**Exercise instructions**
Copy the part of the listing that opens with its first line and closes with the line containing "<point>199,262</point>", requests included. Shift each point coordinate in the answers by adding -130 to it.

**Supplied data**

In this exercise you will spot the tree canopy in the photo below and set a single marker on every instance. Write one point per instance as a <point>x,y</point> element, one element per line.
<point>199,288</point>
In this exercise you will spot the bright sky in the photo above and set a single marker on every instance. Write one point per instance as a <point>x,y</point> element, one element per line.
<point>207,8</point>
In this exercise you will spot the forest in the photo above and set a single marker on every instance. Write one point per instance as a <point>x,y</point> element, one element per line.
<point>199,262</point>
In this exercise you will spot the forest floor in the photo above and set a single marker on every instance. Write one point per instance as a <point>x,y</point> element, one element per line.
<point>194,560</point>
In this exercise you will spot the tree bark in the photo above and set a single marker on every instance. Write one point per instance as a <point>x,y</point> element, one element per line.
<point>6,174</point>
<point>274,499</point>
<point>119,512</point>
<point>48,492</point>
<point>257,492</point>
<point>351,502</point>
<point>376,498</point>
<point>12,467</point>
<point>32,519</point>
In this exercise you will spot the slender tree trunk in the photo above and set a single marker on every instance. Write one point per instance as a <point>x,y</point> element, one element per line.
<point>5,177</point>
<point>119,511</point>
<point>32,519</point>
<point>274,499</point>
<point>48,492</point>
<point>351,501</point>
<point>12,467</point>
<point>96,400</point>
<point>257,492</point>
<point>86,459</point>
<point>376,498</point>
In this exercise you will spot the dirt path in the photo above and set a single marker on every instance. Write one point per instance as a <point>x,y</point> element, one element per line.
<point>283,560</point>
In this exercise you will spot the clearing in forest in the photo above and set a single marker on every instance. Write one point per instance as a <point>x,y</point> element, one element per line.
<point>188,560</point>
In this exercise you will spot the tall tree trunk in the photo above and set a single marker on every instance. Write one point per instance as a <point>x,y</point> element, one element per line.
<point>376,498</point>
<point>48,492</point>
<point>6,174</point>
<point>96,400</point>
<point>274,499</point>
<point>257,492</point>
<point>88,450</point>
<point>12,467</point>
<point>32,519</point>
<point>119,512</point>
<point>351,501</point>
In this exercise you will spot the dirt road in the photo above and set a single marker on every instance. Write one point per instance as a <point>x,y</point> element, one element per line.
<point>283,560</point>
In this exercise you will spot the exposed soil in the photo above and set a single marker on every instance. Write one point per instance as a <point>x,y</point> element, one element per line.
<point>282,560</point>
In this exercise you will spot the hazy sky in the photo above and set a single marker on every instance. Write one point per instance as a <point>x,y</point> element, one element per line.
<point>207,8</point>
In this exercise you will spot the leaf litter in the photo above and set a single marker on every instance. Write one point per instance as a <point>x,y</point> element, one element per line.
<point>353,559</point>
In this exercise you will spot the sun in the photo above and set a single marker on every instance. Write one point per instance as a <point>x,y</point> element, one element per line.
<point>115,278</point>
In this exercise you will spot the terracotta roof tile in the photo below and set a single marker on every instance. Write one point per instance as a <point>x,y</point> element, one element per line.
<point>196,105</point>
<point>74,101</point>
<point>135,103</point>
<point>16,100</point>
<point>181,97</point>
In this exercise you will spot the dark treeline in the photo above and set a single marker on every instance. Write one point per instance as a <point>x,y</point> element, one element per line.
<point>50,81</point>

**Result for this task**
In this exercise you will spot the tree canopy in the photo below and set a single marker on every instance. Write one point per instance as a <point>x,y</point> element, one element per line.
<point>69,158</point>
In this exercise you will spot the bright sky in the photo above and set a single marker on every instance. Write one point per instance as a <point>x,y</point> element, one element per line.
<point>77,-122</point>
In this exercise you will spot the forest in the photo above and set a single marker on every instance. Write one point per instance as a <point>x,y</point> element, one element per line.
<point>69,132</point>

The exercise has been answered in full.